EXCERPT:
★ ★ ★

When you think about reasons, uh, that trip people up, like maybe why they have a hard time consistently getting into an effective morning routine, what do you think is usually standing in their way?

Speaker 6 (19:54):

Hmm. Well,

Speaker 5 (19:55):

You know, I mean, let’s be honest. I mean, life just happens, right. Um, you know, it, it throws us curve balls, whether it’s, uh, a kid that gets sick in the middle of the night and you’re exhausted and saying, yeah, you know, I don’t, I don’t think I’m going to get up and do my routine. You know, it could be where your company calls an emergency meeting at 6:00 AM to meet with a strategy team and you get to go do that instead of follow your normal routine of working out. Um, it could be just a simple decision where, you know, you decide that you’ve got someone in your life that just needs you to be present in the morning to, to listen and to, to hear what’s going on with them. So life happens. And when it does then frequently that can throw us off of our routines.

Speaker 5 (20:38):

So I think there’s that I think though, that for most leaders, I think it’s a lack of belief, uh, is really what it comes down to where, you know, I believe that spending time reflecting and reading and meditating, whether it’s prayer or exercise, whatever you put into your routine, do I believe that that’s going to help me grow in my leadership to become more effective as a leader, if it’s going to improve who I am. And if you don’t believe that, then it’s going to be pretty hard to get up every morning and have that sort of routine, especially when you do have life happening and you’ve got other challenges going on. So that belief, uh, I think is huge. If you don’t believe that this is worth it and that it will help you be a great leader, it’s going to be tough to, to see that happen.

★ ★ ★

EXERCISE:
Copy out the whole transcript excerpt on morning routines, word for word.

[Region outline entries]
★ ★ ★

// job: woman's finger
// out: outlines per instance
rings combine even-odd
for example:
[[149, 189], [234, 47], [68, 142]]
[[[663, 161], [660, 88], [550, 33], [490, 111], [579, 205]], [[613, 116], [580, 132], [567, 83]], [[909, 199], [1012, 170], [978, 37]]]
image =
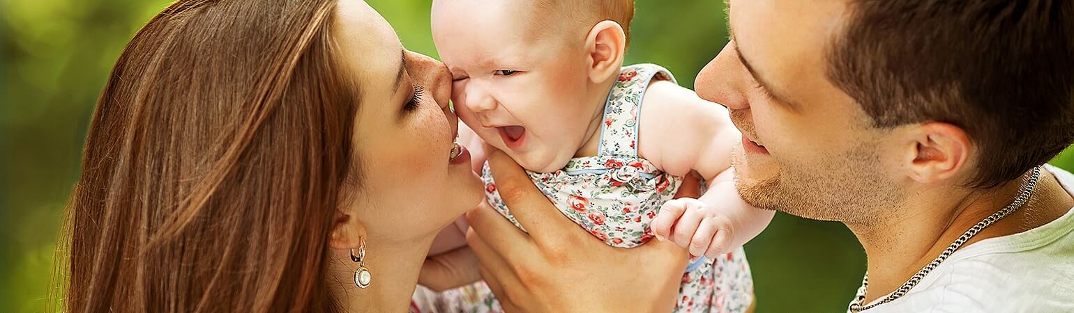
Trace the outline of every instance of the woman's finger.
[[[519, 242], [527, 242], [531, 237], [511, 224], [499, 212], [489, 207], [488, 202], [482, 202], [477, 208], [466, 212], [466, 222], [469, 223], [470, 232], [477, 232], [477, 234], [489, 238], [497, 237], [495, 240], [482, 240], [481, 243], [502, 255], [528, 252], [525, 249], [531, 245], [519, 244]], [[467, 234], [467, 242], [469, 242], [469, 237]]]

★ ★ ★

FINAL ANSWER:
When you think about reasons, uh, that trip people up, like maybe why they have a hard time consistently getting into an effective morning routine, what do you think is usually standing in their way?

Speaker 6 (19:54):

Hmm. Well,

Speaker 5 (19:55):

You know, I mean, let’s be honest. I mean, life just happens, right. Um, you know, it, it throws us curve balls, whether it’s, uh, a kid that gets sick in the middle of the night and you’re exhausted and saying, yeah, you know, I don’t, I don’t think I’m going to get up and do my routine. You know, it could be where your company calls an emergency meeting at 6:00 AM to meet with a strategy team and you get to go do that instead of follow your normal routine of working out. Um, it could be just a simple decision where, you know, you decide that you’ve got someone in your life that just needs you to be present in the morning to, to listen and to, to hear what’s going on with them. So life happens. And when it does then frequently that can throw us off of our routines.

Speaker 5 (20:38):

So I think there’s that I think though, that for most leaders, I think it’s a lack of belief, uh, is really what it comes down to where, you know, I believe that spending time reflecting and reading and meditating, whether it’s prayer or exercise, whatever you put into your routine, do I believe that that’s going to help me grow in my leadership to become more effective as a leader, if it’s going to improve who I am. And if you don’t believe that, then it’s going to be pretty hard to get up every morning and have that sort of routine, especially when you do have life happening and you’ve got other challenges going on. So that belief, uh, I think is huge. If you don’t believe that this is worth it and that it will help you be a great leader, it’s going to be tough to, to see that happen.